╭─ Provided data

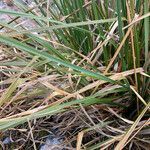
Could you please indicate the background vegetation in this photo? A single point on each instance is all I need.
(80, 72)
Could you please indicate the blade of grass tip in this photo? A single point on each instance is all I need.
(118, 49)
(120, 25)
(146, 28)
(31, 50)
(133, 54)
(142, 100)
(79, 140)
(121, 144)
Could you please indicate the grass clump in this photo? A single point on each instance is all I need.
(81, 73)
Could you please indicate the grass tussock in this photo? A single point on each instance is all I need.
(77, 70)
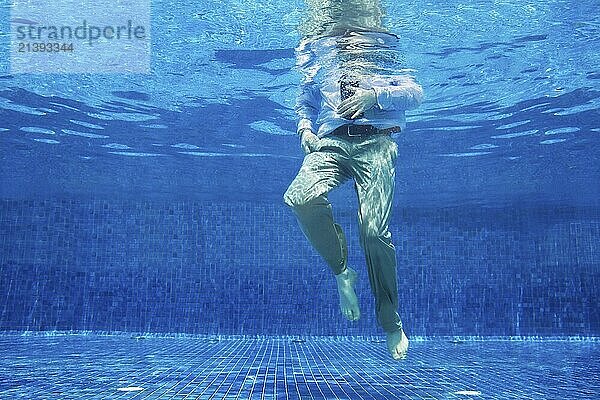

╰─

#### Task goal
Retype all of the material above exactly; the pictures stay out.

#### Result of the task
Could you please indicate the background vegetation in this photo? A single point on each instance is all I need.
(80, 72)
Could you please indicate the blade of grass tip in this photo? A single point on each instance is all I need.
(118, 49)
(120, 25)
(146, 28)
(31, 50)
(133, 54)
(142, 100)
(79, 140)
(121, 144)
Could you please indicate the grass clump in this photo? A single point on each instance is all I need.
(81, 73)
Could you please indicate the grass tussock in this photo? A single point on each instance is all I need.
(77, 70)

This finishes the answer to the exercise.